RECORD EXTRACTS:
§ §

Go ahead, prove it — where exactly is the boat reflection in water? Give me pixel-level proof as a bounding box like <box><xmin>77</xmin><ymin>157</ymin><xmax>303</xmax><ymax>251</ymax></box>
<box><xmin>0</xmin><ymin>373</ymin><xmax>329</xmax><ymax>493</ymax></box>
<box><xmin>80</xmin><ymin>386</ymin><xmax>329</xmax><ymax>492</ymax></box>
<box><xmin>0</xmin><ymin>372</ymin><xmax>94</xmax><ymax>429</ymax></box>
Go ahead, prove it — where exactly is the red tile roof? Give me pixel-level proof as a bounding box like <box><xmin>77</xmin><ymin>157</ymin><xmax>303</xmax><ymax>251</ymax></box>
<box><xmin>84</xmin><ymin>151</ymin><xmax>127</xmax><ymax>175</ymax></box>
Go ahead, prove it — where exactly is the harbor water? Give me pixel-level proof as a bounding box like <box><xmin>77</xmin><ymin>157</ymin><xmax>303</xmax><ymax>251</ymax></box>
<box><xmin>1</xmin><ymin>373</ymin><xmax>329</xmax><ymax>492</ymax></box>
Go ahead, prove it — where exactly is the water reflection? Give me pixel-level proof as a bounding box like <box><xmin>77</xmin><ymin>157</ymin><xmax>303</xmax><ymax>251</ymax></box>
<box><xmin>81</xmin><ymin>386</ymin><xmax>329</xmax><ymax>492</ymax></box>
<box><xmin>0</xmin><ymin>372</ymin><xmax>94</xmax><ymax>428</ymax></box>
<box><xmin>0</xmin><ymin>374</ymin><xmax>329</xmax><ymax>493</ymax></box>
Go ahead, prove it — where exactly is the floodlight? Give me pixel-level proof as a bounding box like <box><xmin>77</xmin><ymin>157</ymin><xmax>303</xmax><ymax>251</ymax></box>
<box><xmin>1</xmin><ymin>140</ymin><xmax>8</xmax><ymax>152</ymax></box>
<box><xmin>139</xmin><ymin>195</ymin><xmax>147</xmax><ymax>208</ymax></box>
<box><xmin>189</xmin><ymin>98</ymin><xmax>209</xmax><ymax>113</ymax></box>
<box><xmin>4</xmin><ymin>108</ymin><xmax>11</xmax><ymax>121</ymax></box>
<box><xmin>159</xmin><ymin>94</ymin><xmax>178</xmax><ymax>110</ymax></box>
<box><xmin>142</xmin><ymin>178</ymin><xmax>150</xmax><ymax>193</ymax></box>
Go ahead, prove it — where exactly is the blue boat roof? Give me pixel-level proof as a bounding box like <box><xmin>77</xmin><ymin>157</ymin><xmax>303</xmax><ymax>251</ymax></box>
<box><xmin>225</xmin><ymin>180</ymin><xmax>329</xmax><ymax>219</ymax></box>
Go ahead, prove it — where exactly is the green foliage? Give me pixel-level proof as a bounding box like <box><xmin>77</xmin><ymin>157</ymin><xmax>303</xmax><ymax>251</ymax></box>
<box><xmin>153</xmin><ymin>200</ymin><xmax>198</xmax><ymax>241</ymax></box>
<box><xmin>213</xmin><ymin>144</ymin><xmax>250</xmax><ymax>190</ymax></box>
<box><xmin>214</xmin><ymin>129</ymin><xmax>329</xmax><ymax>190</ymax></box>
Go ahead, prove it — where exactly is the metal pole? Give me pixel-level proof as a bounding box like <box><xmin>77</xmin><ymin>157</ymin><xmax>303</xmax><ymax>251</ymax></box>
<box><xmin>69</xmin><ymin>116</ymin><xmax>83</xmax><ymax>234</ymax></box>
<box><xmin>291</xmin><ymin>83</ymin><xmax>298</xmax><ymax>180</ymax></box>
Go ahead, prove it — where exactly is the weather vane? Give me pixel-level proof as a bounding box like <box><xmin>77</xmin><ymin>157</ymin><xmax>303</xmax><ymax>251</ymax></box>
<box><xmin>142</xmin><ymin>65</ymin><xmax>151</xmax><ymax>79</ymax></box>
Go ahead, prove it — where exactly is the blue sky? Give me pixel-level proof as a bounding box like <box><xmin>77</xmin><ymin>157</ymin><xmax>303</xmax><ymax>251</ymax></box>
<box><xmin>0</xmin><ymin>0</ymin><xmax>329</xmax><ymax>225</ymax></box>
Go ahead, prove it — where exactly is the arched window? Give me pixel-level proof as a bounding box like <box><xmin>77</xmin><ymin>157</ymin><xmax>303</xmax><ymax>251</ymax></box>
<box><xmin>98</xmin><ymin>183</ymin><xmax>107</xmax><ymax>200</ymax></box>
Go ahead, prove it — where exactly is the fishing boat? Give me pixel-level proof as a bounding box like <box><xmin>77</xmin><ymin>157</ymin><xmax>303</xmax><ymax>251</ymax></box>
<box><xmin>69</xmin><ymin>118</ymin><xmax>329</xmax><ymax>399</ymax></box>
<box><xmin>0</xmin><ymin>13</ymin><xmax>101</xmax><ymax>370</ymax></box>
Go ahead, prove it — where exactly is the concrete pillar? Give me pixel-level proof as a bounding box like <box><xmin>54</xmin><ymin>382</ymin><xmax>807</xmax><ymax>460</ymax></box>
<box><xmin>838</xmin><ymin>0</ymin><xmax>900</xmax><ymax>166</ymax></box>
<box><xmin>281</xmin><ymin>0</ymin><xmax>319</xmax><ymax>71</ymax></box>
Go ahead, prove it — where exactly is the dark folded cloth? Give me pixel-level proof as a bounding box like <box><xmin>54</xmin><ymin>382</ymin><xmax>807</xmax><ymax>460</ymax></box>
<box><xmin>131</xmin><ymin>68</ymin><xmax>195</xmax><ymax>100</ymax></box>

§ §

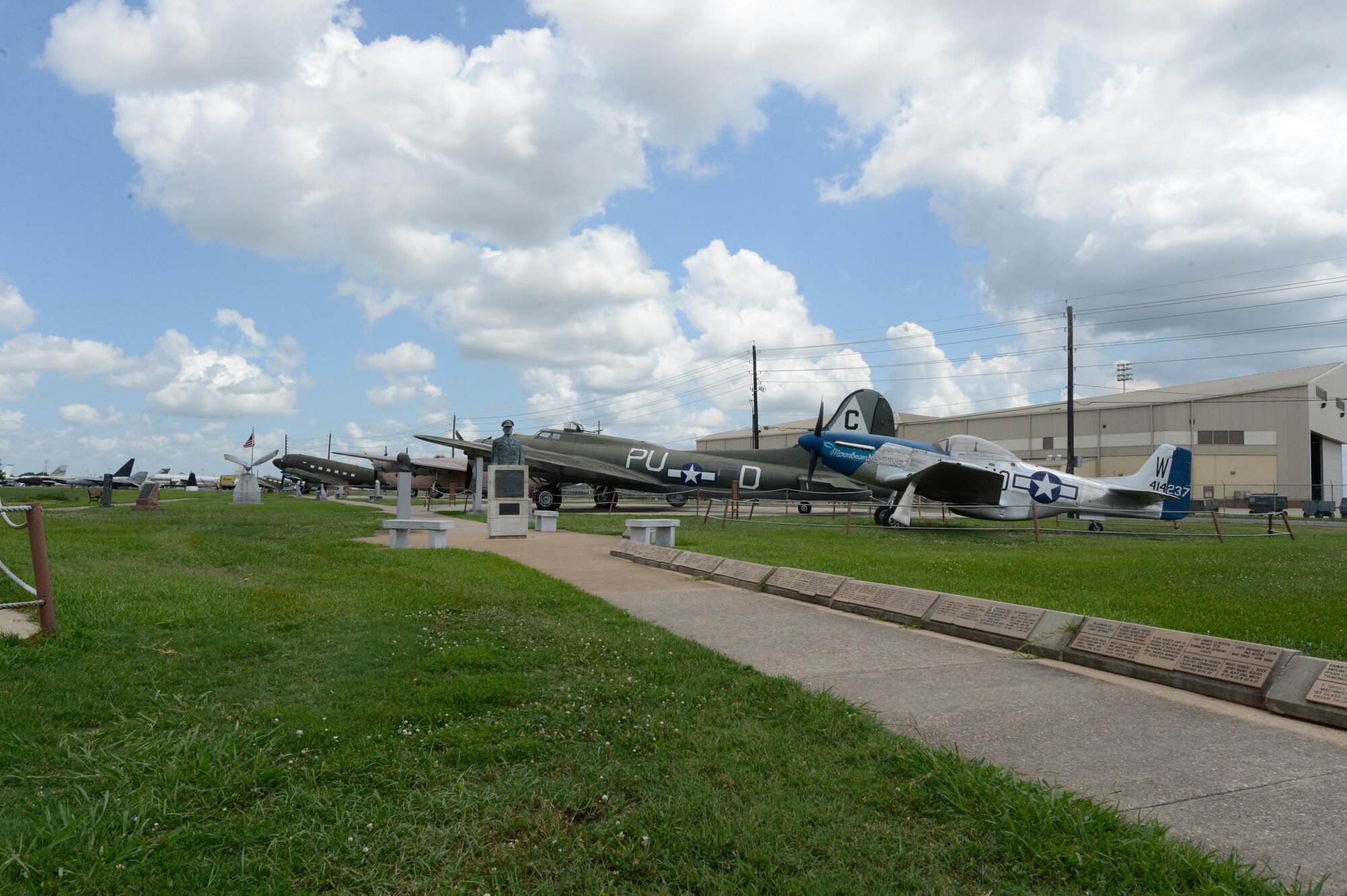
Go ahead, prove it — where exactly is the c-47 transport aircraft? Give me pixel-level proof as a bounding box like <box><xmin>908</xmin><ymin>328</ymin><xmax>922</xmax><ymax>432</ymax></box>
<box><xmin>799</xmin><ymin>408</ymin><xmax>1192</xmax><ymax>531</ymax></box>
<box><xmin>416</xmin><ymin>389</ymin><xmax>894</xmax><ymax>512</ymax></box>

§ §

PROBLEM STATEMENT: Please return each line from the listing that contains the word "blue".

ANSWER TO THIS TASK:
Go ahead, prove it — where exactly is the blue boat roof? Give me pixel-level proof as a bounding box like <box><xmin>77</xmin><ymin>157</ymin><xmax>303</xmax><ymax>251</ymax></box>
Go ahead, prove it — where exactly is the blue sky? Give me pixel-level proof as a bounding box like <box><xmin>77</xmin><ymin>157</ymin><xmax>303</xmax><ymax>251</ymax></box>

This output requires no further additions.